Objective: Repeat the material exactly, leaving nothing out.

++++++++++++++++++++

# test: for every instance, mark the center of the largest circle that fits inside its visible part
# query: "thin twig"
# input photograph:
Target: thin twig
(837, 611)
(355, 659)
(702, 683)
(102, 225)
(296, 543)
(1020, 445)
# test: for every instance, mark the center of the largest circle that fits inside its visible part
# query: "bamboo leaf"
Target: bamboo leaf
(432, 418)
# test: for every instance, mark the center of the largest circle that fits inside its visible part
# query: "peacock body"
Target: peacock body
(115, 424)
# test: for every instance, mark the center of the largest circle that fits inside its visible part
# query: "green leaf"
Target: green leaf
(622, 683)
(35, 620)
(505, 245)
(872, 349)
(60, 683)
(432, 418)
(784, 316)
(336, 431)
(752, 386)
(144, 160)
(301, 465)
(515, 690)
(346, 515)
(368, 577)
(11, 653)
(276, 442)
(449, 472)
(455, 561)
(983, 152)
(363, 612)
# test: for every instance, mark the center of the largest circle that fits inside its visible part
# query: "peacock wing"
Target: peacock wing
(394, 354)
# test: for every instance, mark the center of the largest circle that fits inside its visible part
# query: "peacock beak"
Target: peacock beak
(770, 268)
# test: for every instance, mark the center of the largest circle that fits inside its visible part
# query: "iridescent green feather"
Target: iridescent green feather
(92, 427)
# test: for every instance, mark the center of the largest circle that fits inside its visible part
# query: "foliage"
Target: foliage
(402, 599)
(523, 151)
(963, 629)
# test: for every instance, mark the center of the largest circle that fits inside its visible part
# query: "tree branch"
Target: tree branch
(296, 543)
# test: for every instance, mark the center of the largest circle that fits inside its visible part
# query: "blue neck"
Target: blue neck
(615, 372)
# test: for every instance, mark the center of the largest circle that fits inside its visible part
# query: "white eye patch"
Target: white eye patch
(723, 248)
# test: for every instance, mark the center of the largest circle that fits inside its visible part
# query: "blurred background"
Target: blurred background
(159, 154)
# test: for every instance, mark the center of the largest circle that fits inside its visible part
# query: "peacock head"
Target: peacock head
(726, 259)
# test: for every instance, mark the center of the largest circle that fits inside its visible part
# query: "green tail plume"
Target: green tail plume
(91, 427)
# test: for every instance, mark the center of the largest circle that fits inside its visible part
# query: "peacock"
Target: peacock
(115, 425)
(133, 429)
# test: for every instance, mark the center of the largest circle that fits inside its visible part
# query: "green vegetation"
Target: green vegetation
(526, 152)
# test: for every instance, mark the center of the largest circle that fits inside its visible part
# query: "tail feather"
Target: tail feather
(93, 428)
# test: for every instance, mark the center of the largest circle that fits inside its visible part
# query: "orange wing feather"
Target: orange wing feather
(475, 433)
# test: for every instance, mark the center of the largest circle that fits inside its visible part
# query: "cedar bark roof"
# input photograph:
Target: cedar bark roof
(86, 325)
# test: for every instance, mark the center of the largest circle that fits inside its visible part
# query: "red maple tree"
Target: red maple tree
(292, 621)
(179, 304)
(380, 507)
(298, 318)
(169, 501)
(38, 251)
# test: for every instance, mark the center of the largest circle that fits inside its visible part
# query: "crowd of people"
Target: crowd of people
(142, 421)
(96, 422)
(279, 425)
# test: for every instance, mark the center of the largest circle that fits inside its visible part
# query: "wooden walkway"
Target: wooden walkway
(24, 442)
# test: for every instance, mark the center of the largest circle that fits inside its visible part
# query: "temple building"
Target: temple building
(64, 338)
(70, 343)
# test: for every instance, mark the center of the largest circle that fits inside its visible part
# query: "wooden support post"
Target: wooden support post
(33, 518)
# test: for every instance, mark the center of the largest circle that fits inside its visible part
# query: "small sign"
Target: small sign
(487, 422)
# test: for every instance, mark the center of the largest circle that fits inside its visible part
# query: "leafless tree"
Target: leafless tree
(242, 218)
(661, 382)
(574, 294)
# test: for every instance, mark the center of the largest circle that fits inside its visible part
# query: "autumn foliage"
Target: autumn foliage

++++++++++++++++++++

Answer to this task:
# test: for every instance, mark the center of the largest circle that fits inside its visible part
# query: "thin twig"
# input photograph:
Target: thin twig
(837, 611)
(355, 659)
(702, 683)
(102, 225)
(296, 543)
(1020, 445)
# test: for every instance, mark the center of the largest circle that fits inside its visible part
# query: "bamboo leaf"
Target: bamboo leaf
(432, 418)
# test: for every instance, mark the center of the largest circle that fits inside its visible part
# query: "peacock body"
Target: peacock body
(115, 424)
# test: for every instance, mark the center of the largest circle that fits inside its visible part
# query: "green leaf"
Target: green leaf
(622, 683)
(35, 620)
(505, 245)
(872, 349)
(60, 683)
(432, 418)
(784, 316)
(336, 431)
(752, 386)
(144, 160)
(301, 465)
(515, 690)
(346, 515)
(368, 577)
(11, 653)
(276, 442)
(449, 472)
(455, 561)
(983, 152)
(363, 612)
# test: for every instance, mark the center of the largest circle that fits inside its visible part
# query: "peacock wing"
Target: peacock wing
(394, 354)
# test: for every instance, mark the center of the largest circle that fits inside its visible part
# query: "peacock beak"
Target: peacock beak
(770, 268)
# test: for every instance, mark the center of the largest circle that fits inside its visible part
# query: "iridescent green feather"
Target: iridescent green feather
(92, 427)
# test: for every instance, mark the center of the largest circle that fits inside its visible part
# query: "foliage"
Target: foliage
(402, 599)
(523, 151)
(963, 629)
# test: for every instance, mark the center of the largest circle that fits inside its visible part
# query: "tree branch"
Target: tree branch
(296, 543)
# test: for every instance, mark the center of the largest circle that fits inside its visible part
# query: "blue neck"
Target: blue neck
(615, 372)
# test: for every instance, mark the center of the largest circle that fits inside its visible part
# query: "white eye patch"
Target: white eye patch
(723, 248)
# test: for every instance, mark the center of the largest circle that fits inside its visible part
# query: "blurred background"
Target: blurred background
(159, 154)
# test: for every instance, mark the center of the largest circle that fits inside its visible part
# query: "peacock head"
Target: peacock head
(726, 259)
# test: for every instance, mark the center of the largest circle that fits inside its visible part
# query: "green tail plume"
Target: green tail plume
(91, 427)
# test: for every instance, mark the center of the largest circle that fits inside its visible part
# query: "peacock"
Target: peacock
(115, 425)
(133, 429)
# test: for every instance, mark the center of the largest circle that fits inside its visible part
# query: "green vegetation"
Target: green vegetation
(526, 152)
# test: for every instance, mark the center of the largest circle that fits inside its visible part
# query: "tail feather"
Target: tail feather
(93, 428)
# test: for every instance, mark the center of the largest circle that fits inside its visible part
# query: "orange wing feather"
Target: orange wing feather
(475, 433)
# test: for every instance, mark the center of the largest circle that fits inside its visible part
# query: "cedar bark roof"
# input photograph:
Target: cedar bark roof
(86, 325)
# test: for every instance, mark the center of the largest circle that fits inside its visible part
# query: "red maple tree"
Target: red maple tree
(292, 621)
(179, 304)
(380, 507)
(298, 318)
(169, 501)
(38, 251)
# test: for every instance, mark the center of the largest circle that fits inside its visible part
# query: "crowd of people"
Target: crowd of people
(142, 421)
(96, 422)
(279, 425)
# test: for every instance, mark the center of the largest circle that fits inside its visible part
# query: "wooden walkway"
Target: wooden walkway
(24, 442)
# test: for every instance, mark the center of the largest circle that fits inside its visible part
# query: "temple building"
Target: temple building
(64, 338)
(70, 343)
# test: for every instance, mark the center of the largest circle that fits inside its visible part
# query: "wooden support post"
Target: wooden support post
(33, 518)
# test: for every instance, mark the center of the largest circle that fits inside its visible part
# query: "small sign"
Target: small sign
(487, 422)
# test: for every instance, mark the center of the largest circle that fits inside its visible part
# query: "leafless tree"
Target: leafless tree
(242, 218)
(661, 382)
(574, 294)
# test: for every instance, mark the center of the largest circle that fits inside its visible part
# query: "autumn foliage"
Target: autumn foliage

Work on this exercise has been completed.